**Source passage:**
I’m unclear on many of the choices. But I guess I’ll just ask about the SVD thing. Why use SVD to change size of activation histories? What good properties did you expect it to have, and did you do any playing around with it to see if it seemed to give sensible results?
Hi Charlie, thanks a lot for taking the time to read the post and for the question!
Regarding what was the idea of changing the activation histories: I wanted to capture token dependencies, as I thought that concepts that weren’t captured by one token only (as in the case of ActAdd) would be better described by these history-dependent activations. As to why bringing the 3 relevant activation histories to the same size: that’s for enabling comparison (and, ultimately, similarity).
Regarding why SVD: I decided to use SVD as it’s one of the simplest and most ubiquitous matrix factorisation techniques out there (so I didn’t need to validate it or benchmark it). Also, it allows for not-so-heavy computations, which is crucial because SARA is thought to be implemented at inference time.
Yeah, intervening on the entire activation history makes sense. It’s just honestly surprising to me that taking the largest singular vectors even mostly preserves semantic meaning. To my intuition, the thing that preserving large singular vectors preserves is this linear-algebra property about the matrix as a transformation, which feels different from an information-theoretic property about the matrix as an array of numbers.
I agree that it is intriguing. Even if I’m currently testing the method on more established datasets, my intuition of why it works is as follows:
Singular vectors correspond to the principal directions of data variance. In the context of LLMs, these directions capture significant patterns of moral and ethical reasoning embedded within the model’s activations.
While it seems that the largest singular vectors only preserve linear-algebra properties, they also encapsulate high-dimensional data structure, which I’d argue includes semantic and syntactic information. At the end of the day, these vectors represent directions along which the model activations vary the most, inherently encoding important semantic information.
I am glad I read your post, very relevant for safety! It seems to me that the Steering Directions are a variant of the Control Vectors that I described here https://www.lesswrong.com/posts/Bf3ryxiM6Gff2zamw/control-vectors-as-dispositional-traits
Please can you confirm the two concepts are following essentially the same approach?
I agree with you over the benefits of the technique, it is very promising. If there was a proper analysis of its scalability properties and if there was some way to estimate mathematically its likelihood of success, it would be a dramatic breakthrough
Hi Gianluca, it’s great that you liked the post and the idea! I think that your approach and mine share things in common and that we have similar views on how activation steering might be useful!
I would definitely like to chat to see whether potential synergies come up :)
Very happy to support you :)
It took some time to understand your paper, please find below a few comments:
(1) You are using SVD to find the control vectors (similarly to other authors) but your process is more sophisticated in the following ways: the generation of the matrices, how to reduce them, and how to choose the magnitude of each steering vector. You are also using the non-steered response as an active part of your calculations—something that is marginally done by other authors. The final result works, but the process looks arbitrary to me (tbh all the steering techniques are a bit arbitrary at the moment). What’s the added value of your operations? Maybe you have some intuition about why your calculation is finding the “correct” amount of steering, and I am curious to know more.
(2) Ethics plays a fundamental role in finding a collective solution to AI safety, but I tend to think that we should solve alignment first. It would be interesting to see your future research going in that direction. I can help brainstorming some topics that have not been exhaustively studied yet. Let me know!

**Task item:**
In the discussion thread, why were the three relevant activation histories brought to the same size?

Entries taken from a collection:
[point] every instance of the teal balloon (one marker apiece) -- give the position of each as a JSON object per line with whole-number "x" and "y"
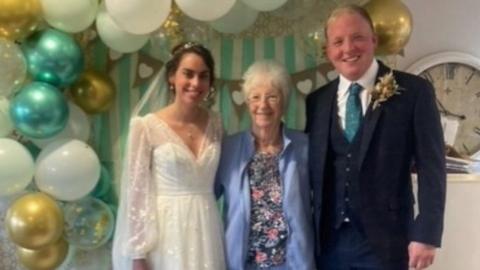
{"x": 39, "y": 111}
{"x": 53, "y": 57}
{"x": 89, "y": 223}
{"x": 103, "y": 185}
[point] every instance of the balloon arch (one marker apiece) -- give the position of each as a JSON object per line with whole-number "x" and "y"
{"x": 55, "y": 94}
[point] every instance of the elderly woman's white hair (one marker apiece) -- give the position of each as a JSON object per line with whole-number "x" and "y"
{"x": 267, "y": 72}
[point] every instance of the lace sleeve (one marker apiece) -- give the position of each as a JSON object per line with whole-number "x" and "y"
{"x": 217, "y": 127}
{"x": 138, "y": 194}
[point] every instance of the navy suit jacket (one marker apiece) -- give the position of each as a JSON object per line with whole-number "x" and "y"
{"x": 402, "y": 131}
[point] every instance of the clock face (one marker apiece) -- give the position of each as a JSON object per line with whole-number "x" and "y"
{"x": 457, "y": 88}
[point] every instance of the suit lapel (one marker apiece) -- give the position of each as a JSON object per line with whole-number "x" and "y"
{"x": 371, "y": 120}
{"x": 324, "y": 109}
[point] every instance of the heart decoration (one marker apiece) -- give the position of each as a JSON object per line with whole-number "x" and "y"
{"x": 114, "y": 55}
{"x": 145, "y": 71}
{"x": 305, "y": 86}
{"x": 238, "y": 97}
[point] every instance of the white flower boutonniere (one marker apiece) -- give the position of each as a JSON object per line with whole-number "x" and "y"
{"x": 385, "y": 88}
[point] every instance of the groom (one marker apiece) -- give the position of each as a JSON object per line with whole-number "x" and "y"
{"x": 362, "y": 148}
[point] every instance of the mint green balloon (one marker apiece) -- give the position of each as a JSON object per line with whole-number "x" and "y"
{"x": 89, "y": 223}
{"x": 53, "y": 57}
{"x": 39, "y": 110}
{"x": 6, "y": 125}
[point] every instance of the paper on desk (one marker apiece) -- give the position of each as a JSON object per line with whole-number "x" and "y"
{"x": 450, "y": 129}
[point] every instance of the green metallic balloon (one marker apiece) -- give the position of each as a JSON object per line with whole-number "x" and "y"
{"x": 39, "y": 110}
{"x": 103, "y": 185}
{"x": 54, "y": 57}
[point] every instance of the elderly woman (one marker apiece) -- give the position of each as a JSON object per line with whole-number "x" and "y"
{"x": 263, "y": 177}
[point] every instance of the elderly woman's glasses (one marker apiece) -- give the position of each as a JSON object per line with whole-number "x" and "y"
{"x": 270, "y": 99}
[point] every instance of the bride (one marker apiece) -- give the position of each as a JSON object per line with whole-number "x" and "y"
{"x": 168, "y": 217}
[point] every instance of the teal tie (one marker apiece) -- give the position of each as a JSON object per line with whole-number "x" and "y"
{"x": 353, "y": 114}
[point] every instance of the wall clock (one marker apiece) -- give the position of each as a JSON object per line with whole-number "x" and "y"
{"x": 456, "y": 79}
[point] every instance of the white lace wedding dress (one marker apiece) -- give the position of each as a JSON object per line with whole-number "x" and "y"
{"x": 170, "y": 216}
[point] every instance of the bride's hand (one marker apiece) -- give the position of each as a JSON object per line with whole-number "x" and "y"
{"x": 140, "y": 264}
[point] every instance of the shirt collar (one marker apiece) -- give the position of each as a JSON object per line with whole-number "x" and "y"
{"x": 285, "y": 138}
{"x": 366, "y": 81}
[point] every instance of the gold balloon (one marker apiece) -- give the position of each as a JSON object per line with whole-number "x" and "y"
{"x": 45, "y": 258}
{"x": 393, "y": 24}
{"x": 34, "y": 221}
{"x": 19, "y": 18}
{"x": 94, "y": 92}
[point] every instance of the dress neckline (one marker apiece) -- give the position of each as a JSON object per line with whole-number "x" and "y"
{"x": 180, "y": 141}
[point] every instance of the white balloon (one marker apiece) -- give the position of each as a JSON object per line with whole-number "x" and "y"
{"x": 264, "y": 5}
{"x": 67, "y": 169}
{"x": 6, "y": 125}
{"x": 139, "y": 16}
{"x": 71, "y": 16}
{"x": 78, "y": 127}
{"x": 239, "y": 18}
{"x": 116, "y": 38}
{"x": 16, "y": 167}
{"x": 205, "y": 10}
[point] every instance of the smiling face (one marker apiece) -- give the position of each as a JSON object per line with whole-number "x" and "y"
{"x": 191, "y": 80}
{"x": 350, "y": 45}
{"x": 265, "y": 105}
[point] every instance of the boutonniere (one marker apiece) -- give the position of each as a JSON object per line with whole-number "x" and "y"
{"x": 385, "y": 88}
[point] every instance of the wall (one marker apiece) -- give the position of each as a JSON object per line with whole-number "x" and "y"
{"x": 446, "y": 25}
{"x": 442, "y": 25}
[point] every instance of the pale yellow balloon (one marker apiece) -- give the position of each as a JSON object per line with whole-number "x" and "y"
{"x": 34, "y": 221}
{"x": 45, "y": 258}
{"x": 19, "y": 18}
{"x": 392, "y": 21}
{"x": 94, "y": 92}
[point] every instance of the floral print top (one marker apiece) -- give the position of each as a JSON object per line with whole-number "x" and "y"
{"x": 268, "y": 227}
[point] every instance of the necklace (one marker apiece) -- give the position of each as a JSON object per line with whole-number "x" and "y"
{"x": 190, "y": 133}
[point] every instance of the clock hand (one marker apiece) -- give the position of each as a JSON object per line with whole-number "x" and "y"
{"x": 448, "y": 113}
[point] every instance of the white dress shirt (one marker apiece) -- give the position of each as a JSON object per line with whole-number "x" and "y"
{"x": 366, "y": 81}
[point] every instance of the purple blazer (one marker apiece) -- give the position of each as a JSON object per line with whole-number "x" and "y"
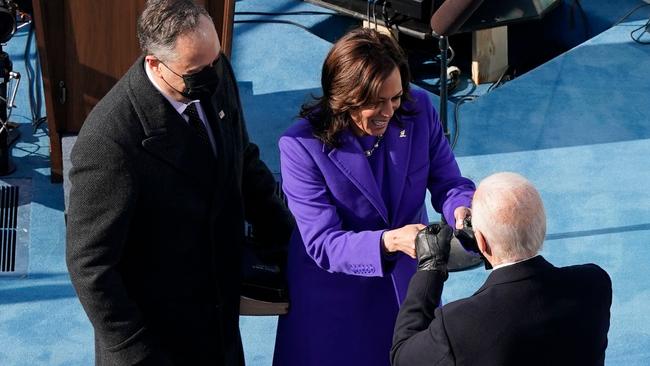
{"x": 344, "y": 291}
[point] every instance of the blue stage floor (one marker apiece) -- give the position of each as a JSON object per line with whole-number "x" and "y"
{"x": 578, "y": 127}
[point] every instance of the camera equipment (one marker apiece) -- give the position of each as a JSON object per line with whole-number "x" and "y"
{"x": 8, "y": 12}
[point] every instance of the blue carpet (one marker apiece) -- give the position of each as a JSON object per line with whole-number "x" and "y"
{"x": 577, "y": 126}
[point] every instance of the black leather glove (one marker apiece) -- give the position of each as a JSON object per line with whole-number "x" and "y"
{"x": 432, "y": 246}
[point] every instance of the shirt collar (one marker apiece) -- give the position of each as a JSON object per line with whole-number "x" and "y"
{"x": 511, "y": 263}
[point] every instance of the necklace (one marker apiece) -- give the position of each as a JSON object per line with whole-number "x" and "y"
{"x": 375, "y": 146}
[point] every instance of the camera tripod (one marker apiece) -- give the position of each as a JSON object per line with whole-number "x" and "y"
{"x": 6, "y": 74}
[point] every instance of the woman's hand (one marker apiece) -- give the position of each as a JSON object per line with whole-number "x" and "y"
{"x": 402, "y": 239}
{"x": 460, "y": 213}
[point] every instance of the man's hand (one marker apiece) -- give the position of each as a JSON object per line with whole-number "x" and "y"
{"x": 402, "y": 239}
{"x": 432, "y": 245}
{"x": 461, "y": 213}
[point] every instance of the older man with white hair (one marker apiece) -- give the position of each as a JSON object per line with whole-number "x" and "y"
{"x": 528, "y": 312}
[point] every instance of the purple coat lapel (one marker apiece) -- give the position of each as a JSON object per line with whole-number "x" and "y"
{"x": 349, "y": 158}
{"x": 398, "y": 138}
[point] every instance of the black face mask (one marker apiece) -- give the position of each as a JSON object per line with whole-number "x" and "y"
{"x": 202, "y": 84}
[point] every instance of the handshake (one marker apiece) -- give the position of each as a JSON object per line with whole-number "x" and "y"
{"x": 433, "y": 245}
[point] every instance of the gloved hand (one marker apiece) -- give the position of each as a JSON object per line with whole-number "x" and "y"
{"x": 432, "y": 246}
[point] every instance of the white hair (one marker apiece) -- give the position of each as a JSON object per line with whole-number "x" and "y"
{"x": 509, "y": 212}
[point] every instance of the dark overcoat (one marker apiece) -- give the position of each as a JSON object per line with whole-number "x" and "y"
{"x": 529, "y": 313}
{"x": 156, "y": 224}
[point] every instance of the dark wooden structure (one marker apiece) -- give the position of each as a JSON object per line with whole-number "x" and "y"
{"x": 84, "y": 48}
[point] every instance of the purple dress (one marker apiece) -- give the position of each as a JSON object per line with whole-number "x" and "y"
{"x": 344, "y": 291}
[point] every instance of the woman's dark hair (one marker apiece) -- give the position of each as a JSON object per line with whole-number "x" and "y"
{"x": 353, "y": 73}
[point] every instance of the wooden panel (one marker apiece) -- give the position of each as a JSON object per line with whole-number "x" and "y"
{"x": 223, "y": 14}
{"x": 489, "y": 54}
{"x": 101, "y": 45}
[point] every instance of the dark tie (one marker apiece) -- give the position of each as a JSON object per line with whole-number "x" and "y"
{"x": 196, "y": 123}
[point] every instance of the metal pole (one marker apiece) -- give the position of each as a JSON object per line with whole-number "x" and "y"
{"x": 6, "y": 167}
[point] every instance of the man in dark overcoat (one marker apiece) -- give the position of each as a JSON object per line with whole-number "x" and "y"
{"x": 163, "y": 178}
{"x": 528, "y": 312}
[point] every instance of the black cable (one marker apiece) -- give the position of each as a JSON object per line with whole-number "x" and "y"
{"x": 630, "y": 13}
{"x": 281, "y": 21}
{"x": 644, "y": 28}
{"x": 287, "y": 13}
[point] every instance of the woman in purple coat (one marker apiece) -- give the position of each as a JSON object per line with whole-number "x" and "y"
{"x": 355, "y": 170}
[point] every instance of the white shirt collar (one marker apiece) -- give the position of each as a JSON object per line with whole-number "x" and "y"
{"x": 511, "y": 263}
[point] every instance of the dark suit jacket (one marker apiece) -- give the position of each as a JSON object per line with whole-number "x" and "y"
{"x": 530, "y": 313}
{"x": 155, "y": 225}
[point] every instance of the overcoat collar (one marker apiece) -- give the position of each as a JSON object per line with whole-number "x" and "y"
{"x": 353, "y": 163}
{"x": 516, "y": 272}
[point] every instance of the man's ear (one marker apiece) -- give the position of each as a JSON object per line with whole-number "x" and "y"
{"x": 482, "y": 244}
{"x": 153, "y": 62}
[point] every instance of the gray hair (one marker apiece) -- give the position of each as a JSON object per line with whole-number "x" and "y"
{"x": 509, "y": 212}
{"x": 163, "y": 21}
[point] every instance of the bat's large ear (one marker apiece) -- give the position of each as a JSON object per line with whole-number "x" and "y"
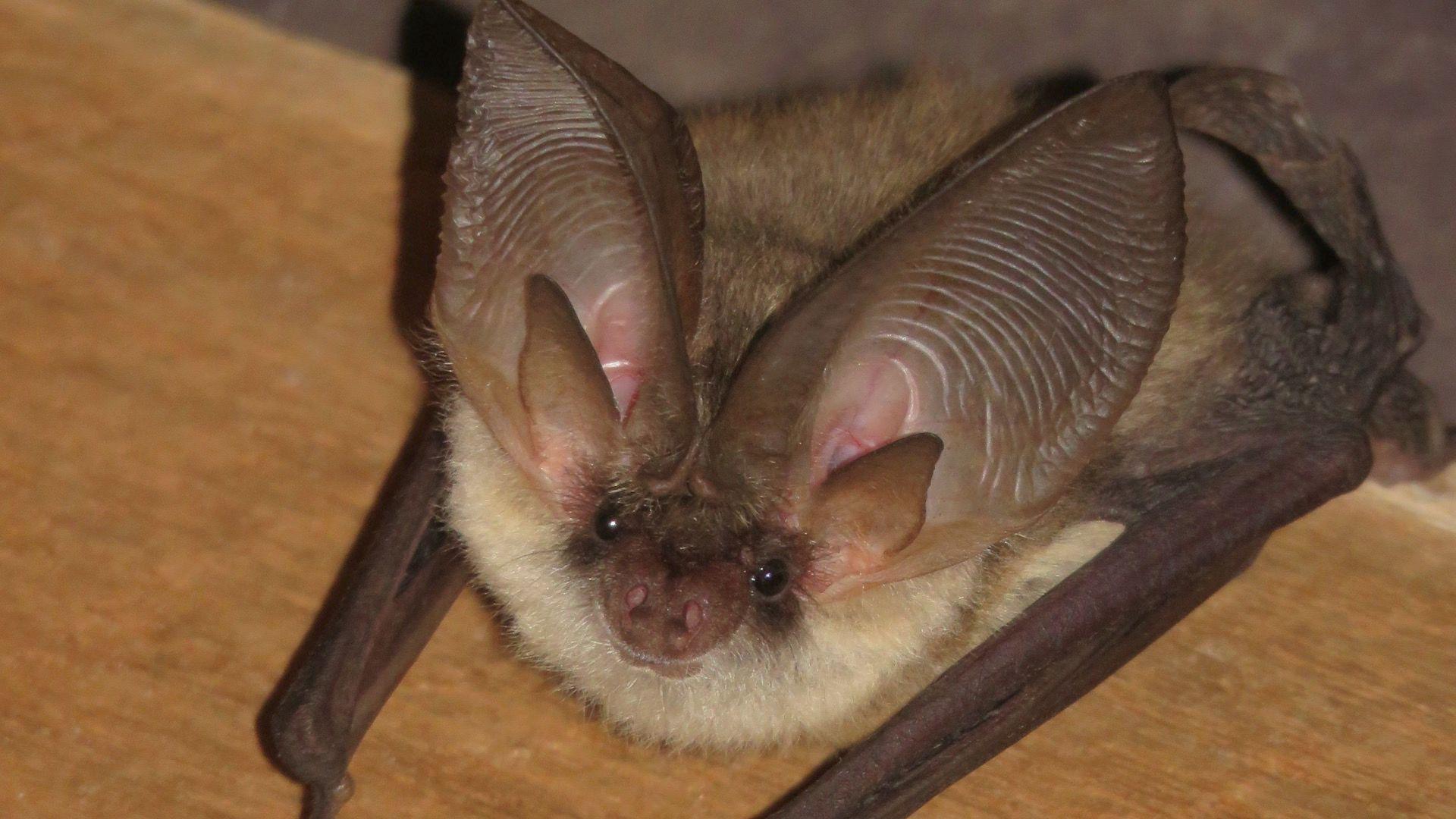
{"x": 1012, "y": 315}
{"x": 571, "y": 251}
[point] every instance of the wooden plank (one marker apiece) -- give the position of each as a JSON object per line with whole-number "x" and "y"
{"x": 202, "y": 388}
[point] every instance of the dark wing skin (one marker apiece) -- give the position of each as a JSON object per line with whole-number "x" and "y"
{"x": 1193, "y": 529}
{"x": 388, "y": 601}
{"x": 1188, "y": 531}
{"x": 1204, "y": 532}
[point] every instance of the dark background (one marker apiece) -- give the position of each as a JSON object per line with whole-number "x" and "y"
{"x": 1381, "y": 74}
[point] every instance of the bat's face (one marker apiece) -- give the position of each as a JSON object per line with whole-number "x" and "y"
{"x": 767, "y": 564}
{"x": 676, "y": 577}
{"x": 686, "y": 621}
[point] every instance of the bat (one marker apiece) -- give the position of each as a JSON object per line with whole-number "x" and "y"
{"x": 897, "y": 417}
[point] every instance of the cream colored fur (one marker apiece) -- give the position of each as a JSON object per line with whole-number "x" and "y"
{"x": 789, "y": 190}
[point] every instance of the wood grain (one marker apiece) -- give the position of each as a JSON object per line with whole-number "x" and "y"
{"x": 204, "y": 382}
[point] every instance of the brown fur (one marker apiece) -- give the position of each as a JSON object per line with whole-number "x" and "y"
{"x": 791, "y": 188}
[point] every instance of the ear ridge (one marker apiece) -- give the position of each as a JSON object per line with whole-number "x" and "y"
{"x": 568, "y": 168}
{"x": 1021, "y": 303}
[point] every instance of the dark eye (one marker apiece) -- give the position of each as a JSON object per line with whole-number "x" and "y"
{"x": 607, "y": 523}
{"x": 770, "y": 577}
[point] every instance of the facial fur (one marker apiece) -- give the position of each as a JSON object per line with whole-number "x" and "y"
{"x": 791, "y": 188}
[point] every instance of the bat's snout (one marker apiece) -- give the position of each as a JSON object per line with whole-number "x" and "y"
{"x": 666, "y": 617}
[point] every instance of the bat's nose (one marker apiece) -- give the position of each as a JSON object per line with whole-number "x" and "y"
{"x": 670, "y": 617}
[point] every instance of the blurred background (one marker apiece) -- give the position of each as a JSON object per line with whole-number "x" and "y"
{"x": 1381, "y": 74}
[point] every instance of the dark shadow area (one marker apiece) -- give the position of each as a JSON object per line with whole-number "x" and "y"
{"x": 431, "y": 47}
{"x": 400, "y": 575}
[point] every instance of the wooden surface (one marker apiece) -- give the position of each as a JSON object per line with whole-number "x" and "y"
{"x": 204, "y": 381}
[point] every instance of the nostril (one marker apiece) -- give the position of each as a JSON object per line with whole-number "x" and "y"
{"x": 635, "y": 596}
{"x": 692, "y": 615}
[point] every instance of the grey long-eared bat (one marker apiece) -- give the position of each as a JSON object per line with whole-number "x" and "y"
{"x": 896, "y": 417}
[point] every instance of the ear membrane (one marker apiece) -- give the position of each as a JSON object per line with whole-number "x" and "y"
{"x": 870, "y": 509}
{"x": 1012, "y": 314}
{"x": 574, "y": 187}
{"x": 566, "y": 395}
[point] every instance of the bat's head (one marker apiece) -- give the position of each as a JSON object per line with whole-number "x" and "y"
{"x": 676, "y": 575}
{"x": 747, "y": 567}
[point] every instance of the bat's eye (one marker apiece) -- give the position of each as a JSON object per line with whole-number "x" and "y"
{"x": 607, "y": 523}
{"x": 770, "y": 577}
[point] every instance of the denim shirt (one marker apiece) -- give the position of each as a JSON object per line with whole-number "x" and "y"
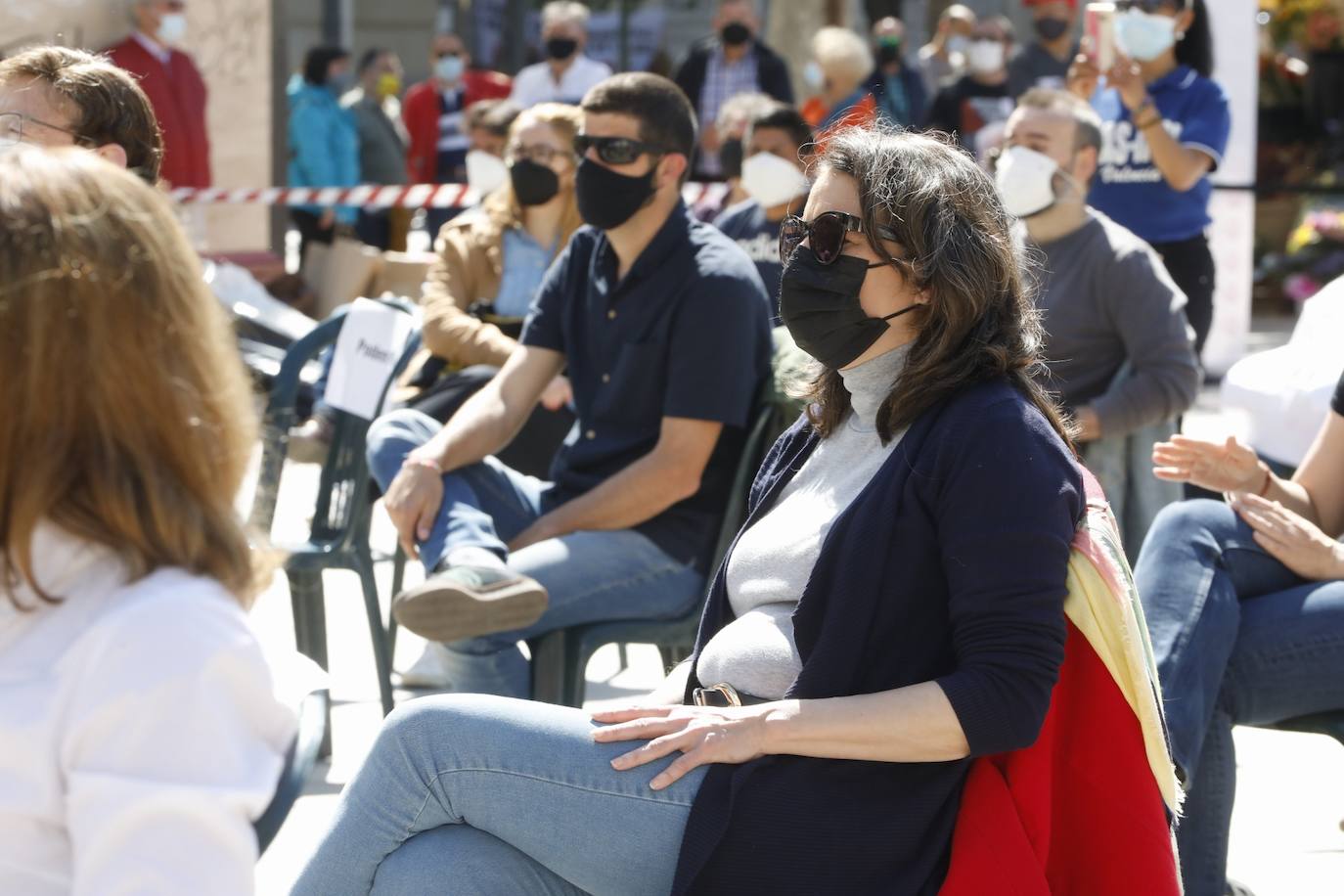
{"x": 524, "y": 266}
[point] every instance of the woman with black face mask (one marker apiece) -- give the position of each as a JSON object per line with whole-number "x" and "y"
{"x": 891, "y": 610}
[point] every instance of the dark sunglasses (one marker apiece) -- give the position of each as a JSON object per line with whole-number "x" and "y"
{"x": 615, "y": 151}
{"x": 826, "y": 233}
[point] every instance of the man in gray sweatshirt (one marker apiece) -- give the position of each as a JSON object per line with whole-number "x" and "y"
{"x": 1120, "y": 351}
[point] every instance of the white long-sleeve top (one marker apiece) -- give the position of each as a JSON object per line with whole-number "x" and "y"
{"x": 139, "y": 731}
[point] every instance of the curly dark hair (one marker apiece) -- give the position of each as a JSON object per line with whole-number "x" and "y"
{"x": 980, "y": 323}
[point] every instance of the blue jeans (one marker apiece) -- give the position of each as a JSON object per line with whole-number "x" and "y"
{"x": 590, "y": 576}
{"x": 477, "y": 794}
{"x": 1238, "y": 640}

**Answer to the exercise:**
To enable comparison and, ultimately, similarity.